■ Records provided ■
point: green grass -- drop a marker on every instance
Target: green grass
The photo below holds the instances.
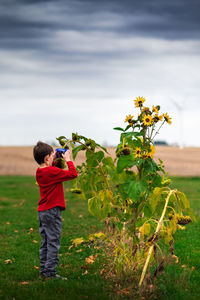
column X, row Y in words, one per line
column 181, row 281
column 18, row 211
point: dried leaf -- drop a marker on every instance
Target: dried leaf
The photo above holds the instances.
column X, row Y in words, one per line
column 78, row 241
column 176, row 259
column 30, row 230
column 86, row 272
column 8, row 261
column 84, row 267
column 91, row 259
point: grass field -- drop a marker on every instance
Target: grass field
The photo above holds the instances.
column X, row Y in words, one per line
column 20, row 240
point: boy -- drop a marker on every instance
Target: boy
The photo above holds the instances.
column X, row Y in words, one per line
column 50, row 205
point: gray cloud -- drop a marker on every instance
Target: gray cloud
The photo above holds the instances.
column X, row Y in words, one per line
column 81, row 61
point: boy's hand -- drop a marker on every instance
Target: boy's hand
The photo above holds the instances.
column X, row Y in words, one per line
column 54, row 158
column 67, row 155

■ Problem details ■
Check each line of the entries for the string "marker". Copy the lines that have it.

■ Task solution ■
point: green grass -- drop a marker on every instance
point: dried leaf -- drop a marker on every instance
point: grass field -- drop a marker on every instance
point: boy -- drop a marker on every instance
point: gray cloud -- drop a marker on every instance
point: boy's hand -- drop a marker on every instance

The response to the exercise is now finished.